> Exercise instructions: Rewrite the records from the line containing "Locate the fingernail" through the line containing "x=733, y=218" as a two-column CSV with the headers text and answer. Put one row per record, with each field in double quotes and every line break inside a field replaced by a space.

> Material provided:
- - - - - - -

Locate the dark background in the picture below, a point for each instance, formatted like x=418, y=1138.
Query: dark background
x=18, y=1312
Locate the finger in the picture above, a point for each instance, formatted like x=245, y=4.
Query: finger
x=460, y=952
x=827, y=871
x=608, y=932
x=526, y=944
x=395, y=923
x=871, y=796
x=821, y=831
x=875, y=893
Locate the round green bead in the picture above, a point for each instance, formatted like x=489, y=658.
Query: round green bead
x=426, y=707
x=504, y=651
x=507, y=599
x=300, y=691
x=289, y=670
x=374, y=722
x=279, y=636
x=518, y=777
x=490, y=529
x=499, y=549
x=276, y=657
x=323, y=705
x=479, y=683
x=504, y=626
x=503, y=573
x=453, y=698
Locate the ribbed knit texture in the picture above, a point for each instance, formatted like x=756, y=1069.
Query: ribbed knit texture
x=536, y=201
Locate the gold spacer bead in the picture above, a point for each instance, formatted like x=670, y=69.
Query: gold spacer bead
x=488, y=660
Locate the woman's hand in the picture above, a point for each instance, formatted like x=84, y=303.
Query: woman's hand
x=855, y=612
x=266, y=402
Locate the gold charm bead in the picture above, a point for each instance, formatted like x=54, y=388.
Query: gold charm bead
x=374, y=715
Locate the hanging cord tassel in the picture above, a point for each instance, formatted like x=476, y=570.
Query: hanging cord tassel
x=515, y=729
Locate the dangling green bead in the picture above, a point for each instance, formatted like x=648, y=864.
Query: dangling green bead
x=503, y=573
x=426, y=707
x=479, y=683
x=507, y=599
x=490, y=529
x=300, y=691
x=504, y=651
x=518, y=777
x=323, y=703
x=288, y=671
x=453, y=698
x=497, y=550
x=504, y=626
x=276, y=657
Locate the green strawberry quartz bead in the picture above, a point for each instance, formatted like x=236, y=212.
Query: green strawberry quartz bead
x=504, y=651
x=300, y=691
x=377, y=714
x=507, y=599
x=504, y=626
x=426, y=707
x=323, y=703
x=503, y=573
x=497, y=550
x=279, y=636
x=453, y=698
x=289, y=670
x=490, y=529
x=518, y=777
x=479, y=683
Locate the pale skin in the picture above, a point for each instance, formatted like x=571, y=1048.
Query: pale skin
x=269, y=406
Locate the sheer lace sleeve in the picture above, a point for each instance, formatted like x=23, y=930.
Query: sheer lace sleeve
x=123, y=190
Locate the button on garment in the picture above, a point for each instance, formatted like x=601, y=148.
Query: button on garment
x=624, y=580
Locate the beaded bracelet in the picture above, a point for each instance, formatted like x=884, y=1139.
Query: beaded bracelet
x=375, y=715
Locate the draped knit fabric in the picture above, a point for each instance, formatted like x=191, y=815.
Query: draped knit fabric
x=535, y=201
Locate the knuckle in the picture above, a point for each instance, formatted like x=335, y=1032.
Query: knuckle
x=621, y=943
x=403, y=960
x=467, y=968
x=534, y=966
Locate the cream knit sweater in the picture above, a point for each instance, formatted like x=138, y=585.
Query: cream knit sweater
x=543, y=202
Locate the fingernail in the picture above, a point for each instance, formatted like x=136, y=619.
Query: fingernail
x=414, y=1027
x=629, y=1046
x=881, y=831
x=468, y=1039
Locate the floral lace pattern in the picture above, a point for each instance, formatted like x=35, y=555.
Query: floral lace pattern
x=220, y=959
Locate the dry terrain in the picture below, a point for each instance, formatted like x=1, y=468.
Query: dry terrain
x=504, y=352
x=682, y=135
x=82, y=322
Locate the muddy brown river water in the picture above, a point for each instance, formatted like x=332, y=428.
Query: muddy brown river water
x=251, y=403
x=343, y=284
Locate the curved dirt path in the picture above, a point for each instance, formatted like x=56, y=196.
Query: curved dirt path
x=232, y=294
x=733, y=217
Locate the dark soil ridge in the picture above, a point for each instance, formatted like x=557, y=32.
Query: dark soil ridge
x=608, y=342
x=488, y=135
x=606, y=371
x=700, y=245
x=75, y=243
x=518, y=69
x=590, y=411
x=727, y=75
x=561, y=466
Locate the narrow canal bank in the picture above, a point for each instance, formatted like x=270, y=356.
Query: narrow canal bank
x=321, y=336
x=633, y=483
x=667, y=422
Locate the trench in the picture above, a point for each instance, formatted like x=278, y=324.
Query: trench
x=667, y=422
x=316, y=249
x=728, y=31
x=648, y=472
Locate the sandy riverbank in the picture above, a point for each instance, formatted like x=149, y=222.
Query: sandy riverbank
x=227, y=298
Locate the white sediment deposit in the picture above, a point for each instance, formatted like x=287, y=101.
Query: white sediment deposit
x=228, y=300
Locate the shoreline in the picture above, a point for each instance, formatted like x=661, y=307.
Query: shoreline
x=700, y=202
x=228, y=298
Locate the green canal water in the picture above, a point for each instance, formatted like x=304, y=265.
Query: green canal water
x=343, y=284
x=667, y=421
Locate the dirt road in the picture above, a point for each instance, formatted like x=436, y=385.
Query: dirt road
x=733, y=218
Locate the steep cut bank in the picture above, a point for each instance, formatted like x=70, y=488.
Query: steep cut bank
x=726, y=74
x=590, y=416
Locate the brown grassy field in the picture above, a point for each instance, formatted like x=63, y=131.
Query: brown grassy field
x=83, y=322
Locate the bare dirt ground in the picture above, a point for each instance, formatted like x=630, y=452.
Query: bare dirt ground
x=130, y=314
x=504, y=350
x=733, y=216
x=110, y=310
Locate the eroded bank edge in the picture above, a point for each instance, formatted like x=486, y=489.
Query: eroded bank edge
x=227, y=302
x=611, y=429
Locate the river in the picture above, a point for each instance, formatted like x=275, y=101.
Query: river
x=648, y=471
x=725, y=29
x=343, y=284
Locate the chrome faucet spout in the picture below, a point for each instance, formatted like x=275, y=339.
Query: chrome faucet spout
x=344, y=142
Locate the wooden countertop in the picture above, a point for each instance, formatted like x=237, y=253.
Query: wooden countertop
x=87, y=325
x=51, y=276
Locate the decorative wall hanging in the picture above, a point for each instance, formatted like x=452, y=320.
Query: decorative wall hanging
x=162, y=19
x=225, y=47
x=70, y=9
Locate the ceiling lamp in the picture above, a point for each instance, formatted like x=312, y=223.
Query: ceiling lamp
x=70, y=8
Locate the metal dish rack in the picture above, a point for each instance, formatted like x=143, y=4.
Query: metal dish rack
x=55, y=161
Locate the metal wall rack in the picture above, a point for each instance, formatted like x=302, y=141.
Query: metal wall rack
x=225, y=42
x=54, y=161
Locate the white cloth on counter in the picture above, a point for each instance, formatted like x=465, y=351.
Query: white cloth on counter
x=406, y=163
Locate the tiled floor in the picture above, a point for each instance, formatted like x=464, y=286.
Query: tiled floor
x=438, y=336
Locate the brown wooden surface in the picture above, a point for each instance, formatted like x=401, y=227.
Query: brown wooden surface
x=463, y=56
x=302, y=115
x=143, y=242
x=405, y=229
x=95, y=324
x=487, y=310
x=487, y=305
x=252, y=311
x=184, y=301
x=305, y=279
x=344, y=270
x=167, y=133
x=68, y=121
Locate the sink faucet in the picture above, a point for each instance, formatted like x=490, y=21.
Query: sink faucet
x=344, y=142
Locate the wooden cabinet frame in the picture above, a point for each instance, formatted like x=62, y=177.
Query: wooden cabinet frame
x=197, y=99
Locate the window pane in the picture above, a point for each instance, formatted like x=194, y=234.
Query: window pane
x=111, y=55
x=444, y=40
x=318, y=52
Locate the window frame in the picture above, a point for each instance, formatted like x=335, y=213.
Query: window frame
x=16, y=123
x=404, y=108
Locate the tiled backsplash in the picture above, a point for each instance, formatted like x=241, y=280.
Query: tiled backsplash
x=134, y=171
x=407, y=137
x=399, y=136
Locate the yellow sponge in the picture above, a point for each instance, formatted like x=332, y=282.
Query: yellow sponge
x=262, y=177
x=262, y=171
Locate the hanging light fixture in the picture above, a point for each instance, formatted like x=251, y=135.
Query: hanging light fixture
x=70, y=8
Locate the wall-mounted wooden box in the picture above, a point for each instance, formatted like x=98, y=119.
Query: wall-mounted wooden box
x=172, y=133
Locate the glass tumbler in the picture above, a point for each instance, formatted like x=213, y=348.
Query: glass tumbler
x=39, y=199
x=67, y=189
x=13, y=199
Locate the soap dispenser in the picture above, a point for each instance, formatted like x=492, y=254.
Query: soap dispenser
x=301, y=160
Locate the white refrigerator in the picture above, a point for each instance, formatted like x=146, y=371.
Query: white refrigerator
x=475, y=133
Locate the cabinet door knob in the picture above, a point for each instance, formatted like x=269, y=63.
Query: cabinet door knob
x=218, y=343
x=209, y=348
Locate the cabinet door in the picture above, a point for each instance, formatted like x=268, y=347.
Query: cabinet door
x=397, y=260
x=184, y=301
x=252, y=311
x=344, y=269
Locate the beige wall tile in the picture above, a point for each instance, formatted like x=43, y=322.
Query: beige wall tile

- - - - - - -

> Response to this exercise:
text,answer
"Locate the fingernail in the picture above, a point for each instance, formatted like x=136, y=619. Query: fingernail","x=414, y=1027 x=629, y=1046 x=881, y=831 x=468, y=1039"
"Locate the floral lace pattern in the picture above, a point for each instance, formatted like x=35, y=555. Query: floral lace pattern","x=220, y=959"
"Locate the dry terrain in the picture below, a point for each instance, formatted like x=1, y=468. Query: dry terrain","x=504, y=352 x=682, y=135 x=82, y=322"
"Locate the muddy brown river water in the picture above, a point for each instance, formatted like x=332, y=428. Query: muddy brown river water","x=251, y=403 x=343, y=284"
"Locate the curved dirt path in the picture above, a point for each instance, formatted like x=56, y=196. Query: curved dirt path","x=232, y=294 x=733, y=217"
"Locate the dark soil ridge in the picture above, a point for each instance, formatted like x=557, y=32. Query: dark soil ridge","x=608, y=342 x=488, y=135 x=606, y=371 x=700, y=245 x=75, y=243 x=518, y=69 x=590, y=411 x=727, y=75 x=561, y=466"
"Locate the narrow canal bank in the picture above, a point for each instance, formatted like x=270, y=356. Query: narrow canal bank","x=321, y=336 x=633, y=483 x=667, y=422"
"Locate the trench in the picture above, a point for each instance, formatted like x=278, y=324. Query: trench","x=667, y=422 x=316, y=249 x=728, y=31 x=648, y=472"
"Locate the sandy riverbank in the picture above, a point for each instance, formatted like x=149, y=222. Query: sandy riverbank","x=227, y=298"
"Locate the white sediment deposit in the picture above, a point for each instance, formatted like x=287, y=101. Query: white sediment deposit","x=228, y=300"
"Locate the shoreline in the picture above, a point for each instance, formatted like x=661, y=307. Query: shoreline","x=700, y=202 x=228, y=298"
"Locate the green canal water in the picture above, a point for each instance, formatted like x=304, y=265. Query: green canal water","x=343, y=284 x=667, y=421"
"Locate the dirt road in the picture above, a point for each instance, formatted like x=436, y=385. Query: dirt road","x=733, y=218"